TASK GOAL:
Exclude the pictures, then repeat the remaining data exactly.

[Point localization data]
==============================

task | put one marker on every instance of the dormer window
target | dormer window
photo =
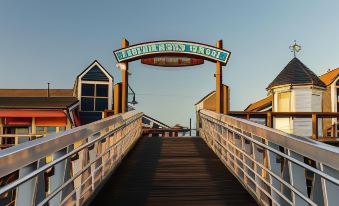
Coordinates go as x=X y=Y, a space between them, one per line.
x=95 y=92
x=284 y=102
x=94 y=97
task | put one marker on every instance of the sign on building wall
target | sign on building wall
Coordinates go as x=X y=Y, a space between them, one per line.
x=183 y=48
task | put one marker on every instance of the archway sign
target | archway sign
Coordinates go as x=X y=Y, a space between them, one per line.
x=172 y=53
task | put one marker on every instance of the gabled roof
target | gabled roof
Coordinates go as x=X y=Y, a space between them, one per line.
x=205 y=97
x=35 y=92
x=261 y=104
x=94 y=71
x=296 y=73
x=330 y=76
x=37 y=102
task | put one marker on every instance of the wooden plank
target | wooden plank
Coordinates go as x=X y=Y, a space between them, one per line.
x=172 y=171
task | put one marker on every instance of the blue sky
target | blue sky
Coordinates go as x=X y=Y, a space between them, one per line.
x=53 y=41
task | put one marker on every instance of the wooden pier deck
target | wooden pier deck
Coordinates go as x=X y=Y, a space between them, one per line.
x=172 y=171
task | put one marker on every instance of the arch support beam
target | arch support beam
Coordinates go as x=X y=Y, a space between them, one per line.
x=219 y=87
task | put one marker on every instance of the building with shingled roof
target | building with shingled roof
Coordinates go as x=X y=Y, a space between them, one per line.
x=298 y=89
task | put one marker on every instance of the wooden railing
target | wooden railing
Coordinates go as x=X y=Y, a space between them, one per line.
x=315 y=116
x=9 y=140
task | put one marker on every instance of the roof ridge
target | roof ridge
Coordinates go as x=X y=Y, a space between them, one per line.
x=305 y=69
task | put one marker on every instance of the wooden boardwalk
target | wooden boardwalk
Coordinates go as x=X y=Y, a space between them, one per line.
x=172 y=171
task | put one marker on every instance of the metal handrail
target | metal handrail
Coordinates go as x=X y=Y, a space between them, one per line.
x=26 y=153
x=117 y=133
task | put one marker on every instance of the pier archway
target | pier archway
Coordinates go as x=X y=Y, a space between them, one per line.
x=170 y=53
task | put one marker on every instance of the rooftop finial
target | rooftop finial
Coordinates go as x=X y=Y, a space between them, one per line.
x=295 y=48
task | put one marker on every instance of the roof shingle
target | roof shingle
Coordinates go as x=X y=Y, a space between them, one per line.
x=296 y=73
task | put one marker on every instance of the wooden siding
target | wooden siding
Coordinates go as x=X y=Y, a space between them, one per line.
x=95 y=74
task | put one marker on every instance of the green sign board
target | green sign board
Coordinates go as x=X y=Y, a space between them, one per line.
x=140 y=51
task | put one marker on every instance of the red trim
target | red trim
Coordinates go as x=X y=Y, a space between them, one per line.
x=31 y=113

==============================

SOLVED PROBLEM:
task | put one marker on every instance of the dormer window
target | dormer window
photo =
Coordinates go as x=X y=Y, a space between them, one per line.
x=95 y=92
x=284 y=102
x=94 y=97
task | put one marker on every instance of the sign on building wall
target | sign on building wall
Coordinates go as x=X y=Y, a space between them, one per line.
x=183 y=48
task | put one marker on every instance of the archway sign
target | archway sign
Coordinates go as x=X y=Y, a space between them, one per line.
x=172 y=53
task | put one marker on every instance of the gabled roof
target | gabled roof
Coordinates go as x=X y=Y, a space between them, one per line.
x=205 y=97
x=35 y=92
x=261 y=104
x=94 y=71
x=296 y=73
x=330 y=76
x=37 y=102
task | put one marker on every instance of the wooden plank
target | wooden plank
Coordinates go as x=X y=Y, a space between them, one per line.
x=172 y=171
task | put one marker on every instance of the blue sky
target | blue sky
Coordinates go as x=X y=Y, a space between them, one per line.
x=53 y=41
task | put one marker on every instance of the wooden pier deck
target | wooden pier deck
Coordinates go as x=X y=Y, a space between them, one per line.
x=172 y=171
task | put one marker on every instance of the arch support beam
target | arch support beam
Coordinates go as x=X y=Y, a space between them, one per line.
x=219 y=87
task | put one marker on every instance of the building with shingled roof
target | building with shingled roof
Coordinates go as x=X y=Y, a space between them, one per line.
x=298 y=89
task | put one marker on every instance of the wooden railing
target | wooden railing
Coordinates go as x=X y=Y, a space between them, one per line.
x=315 y=116
x=9 y=140
task | put one marker on every instance of the roof ridge
target | roof ridge
Coordinates go as x=X y=Y, a space between them, one per line.
x=305 y=69
task | put one marker on every instance of the wooden boardwalk
target | wooden boardwalk
Coordinates go as x=X y=Y, a space between them, one per line.
x=172 y=171
task | put one marker on every instance of the metal handrail
target | metal handrail
Coordinates go as x=X y=Y, a space between them, one per line.
x=26 y=153
x=117 y=133
task | put one marker on every instance of the pier archway
target | pier archway
Coordinates go as x=X y=Y, a space between them, one per line.
x=170 y=53
task | put one marker on every instance of the rooftop finial
target | rooftop finial
Coordinates go as x=X y=Y, a space between them, one per line.
x=295 y=48
task | put one marker on every instance of the roof shingle
target | roof shingle
Coordinates go as x=X y=Y, a space between them, one per line.
x=296 y=73
task | put one marker on every instance of the wooden siding
target | wooden siding
Coordinates go as x=X y=Y, a space between them, one per line.
x=95 y=74
task | put one marker on every instance of the green sign board
target | green sign board
Coordinates go as x=X y=Y, a space between them, one per line.
x=140 y=51
task | put one marker on every instance of the red trim
target | red trim
Coordinates go as x=X y=Y, a space between them, one per line.
x=31 y=113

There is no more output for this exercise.